Text passage »
-- start --

I need to compare two df1 (blue) and df2 (orange), store only the rows of df2 (orange) that are not in df1 in a separate data frame, and then add that to df1 while assigning function 6 and sector 20 for the employees that were not present in df1 (blue)
I know how to find the differences between the data frames and store that in a third data frame, but I'm stuck trying to figure out how to store only the rows of df2 that are not in df1.
CodePudding user response:
Can try this:
- Get a list with the data os orange u want to keep
- Filter df2 with that list
- Append
df1 --> blue, df2 --> orange
import pandas as pd
df2['Function'] = 6
df2['Sector'] = 20
ids_df2_keep = [e for e in df2['ID'] if e not in list(df1['ID'])]
df2 = df2[df2['ID'].isin(ids_df2_keep)
df1 = df1.append(df2)
CodePudding user response:
This has been answered in pandas get rows which are NOT in other dataframe
Store it as a merge and simply select the rows that do not share common values.
~
negates the expression, select all that are NOT IN instead of IN.
common = df1.merge(df2,on=['ID','Name'])
df = df1[(~df1['ID'].isin(common['ID']))&(~df1['Name'].isin(common['Name']))]

-- end --

Raw data »

-- start --

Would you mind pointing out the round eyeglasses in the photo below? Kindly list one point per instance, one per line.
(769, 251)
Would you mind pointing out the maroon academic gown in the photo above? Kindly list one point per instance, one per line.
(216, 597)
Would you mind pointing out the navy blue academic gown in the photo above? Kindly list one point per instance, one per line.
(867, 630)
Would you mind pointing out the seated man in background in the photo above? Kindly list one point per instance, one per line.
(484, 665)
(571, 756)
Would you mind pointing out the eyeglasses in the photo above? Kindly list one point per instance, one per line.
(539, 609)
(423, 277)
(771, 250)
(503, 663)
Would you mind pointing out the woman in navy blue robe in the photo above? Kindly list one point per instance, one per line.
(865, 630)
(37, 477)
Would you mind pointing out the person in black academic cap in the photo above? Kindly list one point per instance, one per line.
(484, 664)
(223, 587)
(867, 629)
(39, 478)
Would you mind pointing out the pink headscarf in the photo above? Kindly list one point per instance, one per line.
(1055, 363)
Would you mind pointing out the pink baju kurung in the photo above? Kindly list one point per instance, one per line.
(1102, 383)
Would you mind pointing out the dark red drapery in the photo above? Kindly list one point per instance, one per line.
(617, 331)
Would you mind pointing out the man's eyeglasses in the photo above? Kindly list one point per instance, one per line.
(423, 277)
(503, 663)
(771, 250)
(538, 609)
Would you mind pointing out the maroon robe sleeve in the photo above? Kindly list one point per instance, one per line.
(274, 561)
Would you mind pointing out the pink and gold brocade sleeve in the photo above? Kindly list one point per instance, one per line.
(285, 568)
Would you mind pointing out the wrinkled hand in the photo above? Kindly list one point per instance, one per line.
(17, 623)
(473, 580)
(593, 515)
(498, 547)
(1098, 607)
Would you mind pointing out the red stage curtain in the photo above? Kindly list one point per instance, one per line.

-- end --

Tasks to perform »
1. In the pandas thread, which function and sector numbers should the employees missing from df1 be assigned?
2. Could you rescale the records from the line that has "Would you mind pointing out the pink headscarf" through the line that has "(1102, 383)"? Write out only those lines, requests included, with each answer coordinate multiplied by 1.95 and rounded to a whole number, halves rounded up.

Answers to each task »
1. Function 6 and sector 20.

2.
Would you mind pointing out the pink headscarf in the photo above? Kindly list one point per instance, one per line.
(2057, 708)
Would you mind pointing out the pink baju kurung in the photo above? Kindly list one point per instance, one per line.
(2149, 747)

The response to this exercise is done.